**WHAT IS REQUIRED:** Count the lines in the material below that contain the string "gravestone", and reply with only that number.

(Dataset rows on where objects appear)
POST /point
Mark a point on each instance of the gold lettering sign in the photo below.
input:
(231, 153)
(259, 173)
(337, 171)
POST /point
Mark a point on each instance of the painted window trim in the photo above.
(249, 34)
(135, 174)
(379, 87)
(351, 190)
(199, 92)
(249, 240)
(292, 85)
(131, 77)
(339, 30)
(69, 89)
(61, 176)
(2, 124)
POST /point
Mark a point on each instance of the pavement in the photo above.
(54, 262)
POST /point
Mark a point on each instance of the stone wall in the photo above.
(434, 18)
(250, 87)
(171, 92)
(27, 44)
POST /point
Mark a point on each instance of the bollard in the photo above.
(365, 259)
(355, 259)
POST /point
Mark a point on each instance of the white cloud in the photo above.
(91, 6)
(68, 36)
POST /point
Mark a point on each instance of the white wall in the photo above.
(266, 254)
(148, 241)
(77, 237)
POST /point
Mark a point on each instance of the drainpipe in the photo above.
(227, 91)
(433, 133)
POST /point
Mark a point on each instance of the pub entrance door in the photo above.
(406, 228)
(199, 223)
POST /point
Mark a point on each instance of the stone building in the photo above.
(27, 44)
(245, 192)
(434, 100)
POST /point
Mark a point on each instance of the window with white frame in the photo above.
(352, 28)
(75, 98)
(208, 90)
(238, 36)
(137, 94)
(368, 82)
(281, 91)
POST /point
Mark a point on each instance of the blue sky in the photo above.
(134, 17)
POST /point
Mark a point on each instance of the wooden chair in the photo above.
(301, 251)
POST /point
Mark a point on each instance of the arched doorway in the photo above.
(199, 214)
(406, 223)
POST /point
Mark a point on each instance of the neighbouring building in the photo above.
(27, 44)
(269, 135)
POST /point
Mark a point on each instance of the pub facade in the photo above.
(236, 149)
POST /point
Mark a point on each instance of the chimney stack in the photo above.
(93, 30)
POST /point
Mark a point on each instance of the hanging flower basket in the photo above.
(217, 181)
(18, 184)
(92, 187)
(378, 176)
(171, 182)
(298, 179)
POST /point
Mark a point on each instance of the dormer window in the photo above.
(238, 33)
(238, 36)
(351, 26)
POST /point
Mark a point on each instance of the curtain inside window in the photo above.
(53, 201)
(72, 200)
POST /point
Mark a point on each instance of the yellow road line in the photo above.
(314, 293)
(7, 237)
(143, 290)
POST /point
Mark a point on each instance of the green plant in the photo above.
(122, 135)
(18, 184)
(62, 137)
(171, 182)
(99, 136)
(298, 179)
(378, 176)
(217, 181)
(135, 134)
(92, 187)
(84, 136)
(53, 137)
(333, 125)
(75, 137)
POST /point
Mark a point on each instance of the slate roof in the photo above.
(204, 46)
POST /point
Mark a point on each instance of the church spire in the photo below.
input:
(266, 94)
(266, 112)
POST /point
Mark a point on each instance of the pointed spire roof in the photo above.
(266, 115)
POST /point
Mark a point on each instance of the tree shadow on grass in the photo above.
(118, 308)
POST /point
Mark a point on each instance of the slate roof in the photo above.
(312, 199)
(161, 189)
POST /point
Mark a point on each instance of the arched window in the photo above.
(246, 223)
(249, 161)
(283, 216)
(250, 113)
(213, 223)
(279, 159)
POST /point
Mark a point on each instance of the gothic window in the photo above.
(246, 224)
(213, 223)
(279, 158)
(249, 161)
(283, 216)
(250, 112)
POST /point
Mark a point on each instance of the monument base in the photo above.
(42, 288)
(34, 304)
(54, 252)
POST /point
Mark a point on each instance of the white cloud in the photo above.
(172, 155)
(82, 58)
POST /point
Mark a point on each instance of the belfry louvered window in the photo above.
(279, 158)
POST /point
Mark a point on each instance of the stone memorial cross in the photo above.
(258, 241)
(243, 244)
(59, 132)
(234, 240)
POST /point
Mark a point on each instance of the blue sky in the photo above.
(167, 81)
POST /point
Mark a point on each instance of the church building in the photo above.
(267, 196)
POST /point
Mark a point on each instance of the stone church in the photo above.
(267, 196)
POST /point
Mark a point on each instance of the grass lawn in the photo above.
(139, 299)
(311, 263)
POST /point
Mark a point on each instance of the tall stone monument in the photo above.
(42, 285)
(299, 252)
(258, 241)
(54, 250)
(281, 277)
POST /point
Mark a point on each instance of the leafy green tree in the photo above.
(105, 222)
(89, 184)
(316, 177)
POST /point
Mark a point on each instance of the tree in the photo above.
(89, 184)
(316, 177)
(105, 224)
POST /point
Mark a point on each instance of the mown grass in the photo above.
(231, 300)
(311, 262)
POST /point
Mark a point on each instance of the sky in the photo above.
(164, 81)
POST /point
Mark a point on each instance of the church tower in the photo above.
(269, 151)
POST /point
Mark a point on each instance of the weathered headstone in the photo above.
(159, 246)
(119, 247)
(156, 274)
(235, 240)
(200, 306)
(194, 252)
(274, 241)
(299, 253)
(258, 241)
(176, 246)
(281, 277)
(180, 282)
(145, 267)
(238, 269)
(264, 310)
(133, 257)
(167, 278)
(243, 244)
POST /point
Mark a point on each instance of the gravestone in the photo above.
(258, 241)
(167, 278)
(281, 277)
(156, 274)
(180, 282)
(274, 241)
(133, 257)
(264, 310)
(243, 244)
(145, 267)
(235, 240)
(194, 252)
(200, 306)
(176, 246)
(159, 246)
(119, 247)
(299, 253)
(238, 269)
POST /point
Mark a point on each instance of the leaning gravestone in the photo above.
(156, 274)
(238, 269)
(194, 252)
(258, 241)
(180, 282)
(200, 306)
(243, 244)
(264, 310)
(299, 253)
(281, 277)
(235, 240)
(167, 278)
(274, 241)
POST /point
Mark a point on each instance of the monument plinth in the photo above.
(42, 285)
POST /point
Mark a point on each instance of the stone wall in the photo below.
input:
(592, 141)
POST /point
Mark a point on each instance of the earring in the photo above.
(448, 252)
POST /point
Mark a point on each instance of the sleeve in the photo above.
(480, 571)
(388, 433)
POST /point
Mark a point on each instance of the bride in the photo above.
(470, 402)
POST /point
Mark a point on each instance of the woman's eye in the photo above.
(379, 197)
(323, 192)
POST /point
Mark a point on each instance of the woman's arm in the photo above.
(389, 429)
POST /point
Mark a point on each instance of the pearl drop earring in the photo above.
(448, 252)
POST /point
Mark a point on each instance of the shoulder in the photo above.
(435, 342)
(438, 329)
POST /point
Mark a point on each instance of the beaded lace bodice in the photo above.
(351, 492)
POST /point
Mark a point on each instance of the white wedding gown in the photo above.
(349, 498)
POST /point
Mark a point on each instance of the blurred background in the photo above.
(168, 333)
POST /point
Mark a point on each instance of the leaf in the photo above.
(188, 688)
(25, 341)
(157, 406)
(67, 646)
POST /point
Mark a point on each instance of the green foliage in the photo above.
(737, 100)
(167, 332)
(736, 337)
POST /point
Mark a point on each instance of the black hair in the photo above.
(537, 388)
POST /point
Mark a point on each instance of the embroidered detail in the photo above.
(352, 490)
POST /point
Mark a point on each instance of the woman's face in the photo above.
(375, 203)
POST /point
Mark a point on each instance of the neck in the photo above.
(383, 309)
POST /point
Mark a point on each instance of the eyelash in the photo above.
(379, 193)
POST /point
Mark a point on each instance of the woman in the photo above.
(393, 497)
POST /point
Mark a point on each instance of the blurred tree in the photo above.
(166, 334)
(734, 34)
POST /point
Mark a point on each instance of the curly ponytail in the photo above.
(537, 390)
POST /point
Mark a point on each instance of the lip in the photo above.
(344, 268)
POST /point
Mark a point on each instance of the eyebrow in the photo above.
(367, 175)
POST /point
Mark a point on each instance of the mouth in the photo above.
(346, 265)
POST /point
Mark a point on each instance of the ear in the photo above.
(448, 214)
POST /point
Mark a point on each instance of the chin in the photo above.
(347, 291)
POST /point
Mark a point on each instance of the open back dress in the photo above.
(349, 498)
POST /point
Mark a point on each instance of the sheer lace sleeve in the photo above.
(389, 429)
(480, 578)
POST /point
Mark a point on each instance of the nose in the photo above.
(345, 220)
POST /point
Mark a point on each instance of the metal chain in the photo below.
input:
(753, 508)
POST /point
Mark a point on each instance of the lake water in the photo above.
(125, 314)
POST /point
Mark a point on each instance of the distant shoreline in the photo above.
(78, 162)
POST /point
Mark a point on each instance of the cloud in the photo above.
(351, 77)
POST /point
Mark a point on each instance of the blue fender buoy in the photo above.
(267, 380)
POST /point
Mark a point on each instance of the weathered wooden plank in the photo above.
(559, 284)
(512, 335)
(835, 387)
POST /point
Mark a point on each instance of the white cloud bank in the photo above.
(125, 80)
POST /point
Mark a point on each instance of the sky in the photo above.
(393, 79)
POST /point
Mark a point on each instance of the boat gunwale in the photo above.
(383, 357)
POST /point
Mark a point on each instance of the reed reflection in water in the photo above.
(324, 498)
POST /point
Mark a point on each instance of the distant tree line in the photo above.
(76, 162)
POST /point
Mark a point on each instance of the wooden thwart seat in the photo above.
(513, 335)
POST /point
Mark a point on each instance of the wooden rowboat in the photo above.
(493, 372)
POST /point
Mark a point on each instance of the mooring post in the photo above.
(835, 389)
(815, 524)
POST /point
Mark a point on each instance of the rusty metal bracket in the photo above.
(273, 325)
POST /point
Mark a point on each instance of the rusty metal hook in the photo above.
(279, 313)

**ANSWER:** 2